WORK TO DO -
Copy the material word for word, from the line with "pair like [309,79]." through the end of the material.

DATA ROWS -
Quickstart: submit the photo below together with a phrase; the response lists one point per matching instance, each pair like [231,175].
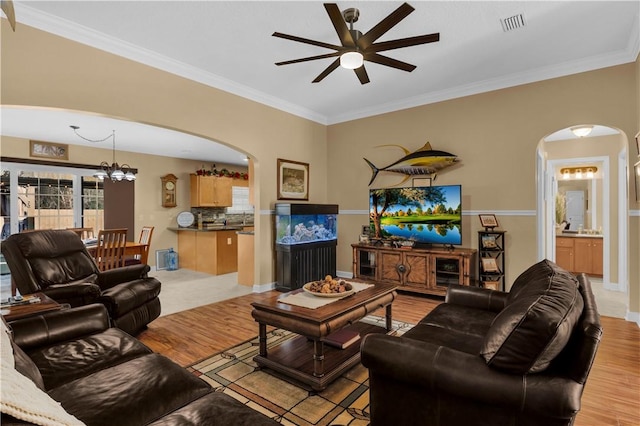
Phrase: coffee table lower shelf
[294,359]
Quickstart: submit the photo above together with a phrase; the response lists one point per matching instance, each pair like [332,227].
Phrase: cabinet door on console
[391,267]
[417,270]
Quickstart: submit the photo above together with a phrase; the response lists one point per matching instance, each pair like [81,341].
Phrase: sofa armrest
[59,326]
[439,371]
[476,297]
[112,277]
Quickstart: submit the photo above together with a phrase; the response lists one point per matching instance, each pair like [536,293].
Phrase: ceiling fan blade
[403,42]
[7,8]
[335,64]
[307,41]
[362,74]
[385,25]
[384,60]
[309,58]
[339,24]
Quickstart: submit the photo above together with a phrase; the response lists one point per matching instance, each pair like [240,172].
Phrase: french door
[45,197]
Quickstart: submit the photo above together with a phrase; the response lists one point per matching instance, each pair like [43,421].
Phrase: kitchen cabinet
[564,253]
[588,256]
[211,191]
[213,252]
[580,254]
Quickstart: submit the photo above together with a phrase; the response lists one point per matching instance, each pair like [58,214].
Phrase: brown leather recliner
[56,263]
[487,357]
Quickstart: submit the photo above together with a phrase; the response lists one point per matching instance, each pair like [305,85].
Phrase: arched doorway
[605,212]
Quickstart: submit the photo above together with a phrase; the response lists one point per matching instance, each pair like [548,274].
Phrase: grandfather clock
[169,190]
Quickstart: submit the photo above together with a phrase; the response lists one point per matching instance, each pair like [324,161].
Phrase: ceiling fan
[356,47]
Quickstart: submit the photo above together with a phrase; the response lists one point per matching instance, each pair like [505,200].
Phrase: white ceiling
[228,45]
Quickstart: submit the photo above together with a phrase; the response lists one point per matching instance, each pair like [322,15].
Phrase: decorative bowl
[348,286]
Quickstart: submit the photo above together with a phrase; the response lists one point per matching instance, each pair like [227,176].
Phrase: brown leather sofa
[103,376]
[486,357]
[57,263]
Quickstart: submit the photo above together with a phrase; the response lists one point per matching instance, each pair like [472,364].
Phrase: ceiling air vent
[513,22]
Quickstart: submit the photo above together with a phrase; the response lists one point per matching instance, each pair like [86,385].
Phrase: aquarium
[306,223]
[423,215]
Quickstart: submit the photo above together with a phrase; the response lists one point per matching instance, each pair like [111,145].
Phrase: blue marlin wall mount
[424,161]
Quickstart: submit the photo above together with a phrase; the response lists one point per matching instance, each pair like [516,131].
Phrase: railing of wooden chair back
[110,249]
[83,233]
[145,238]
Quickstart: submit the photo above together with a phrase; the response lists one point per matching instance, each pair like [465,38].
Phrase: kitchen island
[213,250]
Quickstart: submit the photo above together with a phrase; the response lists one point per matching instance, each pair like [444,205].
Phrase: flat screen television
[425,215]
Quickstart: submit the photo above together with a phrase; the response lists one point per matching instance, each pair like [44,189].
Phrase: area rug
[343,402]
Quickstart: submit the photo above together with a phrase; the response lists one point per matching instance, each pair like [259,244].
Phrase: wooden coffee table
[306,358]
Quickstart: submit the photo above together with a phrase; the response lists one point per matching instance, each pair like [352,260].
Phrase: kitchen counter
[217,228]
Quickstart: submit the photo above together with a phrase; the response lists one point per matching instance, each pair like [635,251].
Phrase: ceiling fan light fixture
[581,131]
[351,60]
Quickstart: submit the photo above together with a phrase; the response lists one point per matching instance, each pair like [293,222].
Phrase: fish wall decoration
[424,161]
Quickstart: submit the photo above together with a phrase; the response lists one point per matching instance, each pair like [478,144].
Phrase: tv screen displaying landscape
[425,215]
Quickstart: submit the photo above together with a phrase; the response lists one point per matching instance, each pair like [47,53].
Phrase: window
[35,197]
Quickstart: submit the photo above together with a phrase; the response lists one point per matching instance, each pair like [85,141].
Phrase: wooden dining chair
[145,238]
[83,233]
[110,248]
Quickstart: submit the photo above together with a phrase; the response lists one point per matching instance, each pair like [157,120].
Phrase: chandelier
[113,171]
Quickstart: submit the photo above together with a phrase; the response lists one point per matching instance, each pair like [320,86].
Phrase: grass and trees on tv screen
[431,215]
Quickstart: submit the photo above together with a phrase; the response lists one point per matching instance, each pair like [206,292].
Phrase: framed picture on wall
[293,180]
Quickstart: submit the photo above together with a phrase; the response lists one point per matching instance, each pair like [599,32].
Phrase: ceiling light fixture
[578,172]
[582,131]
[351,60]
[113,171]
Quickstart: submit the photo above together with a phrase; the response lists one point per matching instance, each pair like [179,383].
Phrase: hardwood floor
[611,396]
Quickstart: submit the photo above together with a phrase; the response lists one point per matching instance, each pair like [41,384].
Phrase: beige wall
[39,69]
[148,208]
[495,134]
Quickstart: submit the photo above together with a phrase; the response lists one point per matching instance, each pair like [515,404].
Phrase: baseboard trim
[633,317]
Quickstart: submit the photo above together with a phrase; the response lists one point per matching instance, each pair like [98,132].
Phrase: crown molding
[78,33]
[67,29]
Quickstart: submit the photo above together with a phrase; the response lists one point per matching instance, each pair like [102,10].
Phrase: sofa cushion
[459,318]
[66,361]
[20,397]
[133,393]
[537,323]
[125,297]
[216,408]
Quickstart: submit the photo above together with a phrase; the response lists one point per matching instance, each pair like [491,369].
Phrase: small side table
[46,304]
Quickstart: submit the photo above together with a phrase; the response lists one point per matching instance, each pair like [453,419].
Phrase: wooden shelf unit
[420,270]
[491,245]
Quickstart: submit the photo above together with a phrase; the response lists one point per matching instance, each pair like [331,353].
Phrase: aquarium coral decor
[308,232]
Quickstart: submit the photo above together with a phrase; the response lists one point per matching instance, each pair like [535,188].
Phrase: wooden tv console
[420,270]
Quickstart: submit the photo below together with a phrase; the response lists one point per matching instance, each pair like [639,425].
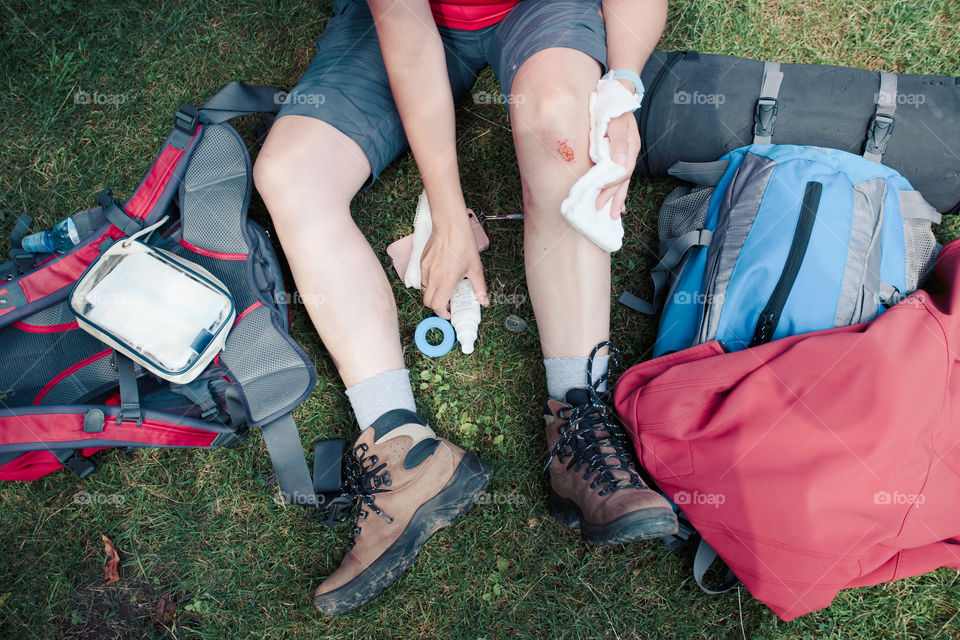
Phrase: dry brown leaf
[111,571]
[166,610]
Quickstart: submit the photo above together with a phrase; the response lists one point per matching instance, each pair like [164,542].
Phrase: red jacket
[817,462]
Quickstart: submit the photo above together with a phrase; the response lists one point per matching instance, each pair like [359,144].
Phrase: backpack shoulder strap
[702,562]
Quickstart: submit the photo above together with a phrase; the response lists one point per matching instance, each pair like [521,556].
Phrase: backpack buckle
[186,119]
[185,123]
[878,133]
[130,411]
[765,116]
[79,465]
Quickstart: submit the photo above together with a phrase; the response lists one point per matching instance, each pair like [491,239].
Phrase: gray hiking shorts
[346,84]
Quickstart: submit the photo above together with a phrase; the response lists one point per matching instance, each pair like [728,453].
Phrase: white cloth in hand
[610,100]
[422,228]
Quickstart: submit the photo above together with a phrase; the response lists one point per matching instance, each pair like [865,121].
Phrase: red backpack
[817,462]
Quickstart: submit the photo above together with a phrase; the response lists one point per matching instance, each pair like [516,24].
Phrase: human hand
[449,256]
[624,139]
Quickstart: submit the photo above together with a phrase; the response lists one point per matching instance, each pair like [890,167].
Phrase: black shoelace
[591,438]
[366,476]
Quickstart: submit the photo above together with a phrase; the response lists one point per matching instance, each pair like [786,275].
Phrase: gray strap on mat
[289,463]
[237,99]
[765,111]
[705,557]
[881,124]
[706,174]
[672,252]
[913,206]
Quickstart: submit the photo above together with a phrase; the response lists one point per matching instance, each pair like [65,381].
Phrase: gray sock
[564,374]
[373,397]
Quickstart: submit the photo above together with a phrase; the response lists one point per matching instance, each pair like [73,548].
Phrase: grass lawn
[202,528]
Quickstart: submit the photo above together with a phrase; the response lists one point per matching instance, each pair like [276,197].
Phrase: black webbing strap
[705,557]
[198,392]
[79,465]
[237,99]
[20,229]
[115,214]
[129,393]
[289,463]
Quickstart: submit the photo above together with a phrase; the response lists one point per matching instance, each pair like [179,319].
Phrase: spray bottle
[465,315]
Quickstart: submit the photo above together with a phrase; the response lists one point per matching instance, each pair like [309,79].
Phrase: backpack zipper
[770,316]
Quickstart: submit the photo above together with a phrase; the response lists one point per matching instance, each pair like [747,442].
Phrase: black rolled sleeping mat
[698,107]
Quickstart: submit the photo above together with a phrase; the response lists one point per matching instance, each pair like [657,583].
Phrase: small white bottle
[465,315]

TASK ANSWER -
Quickstart: submit the photo above together with a phrase; the response lists one point per matching instance, each pair like [309,79].
Phrase: backpack zipper
[770,316]
Quickstart: submit the photo above together with a phrase; the response lists one point per matching instance, each pair like [747,442].
Phrase: black rolled sleeping mat
[698,107]
Quickstart: submit the photo above together with a phrase; the response lists one point per matching instance, each pair like [657,583].
Phrase: small white bottle
[465,315]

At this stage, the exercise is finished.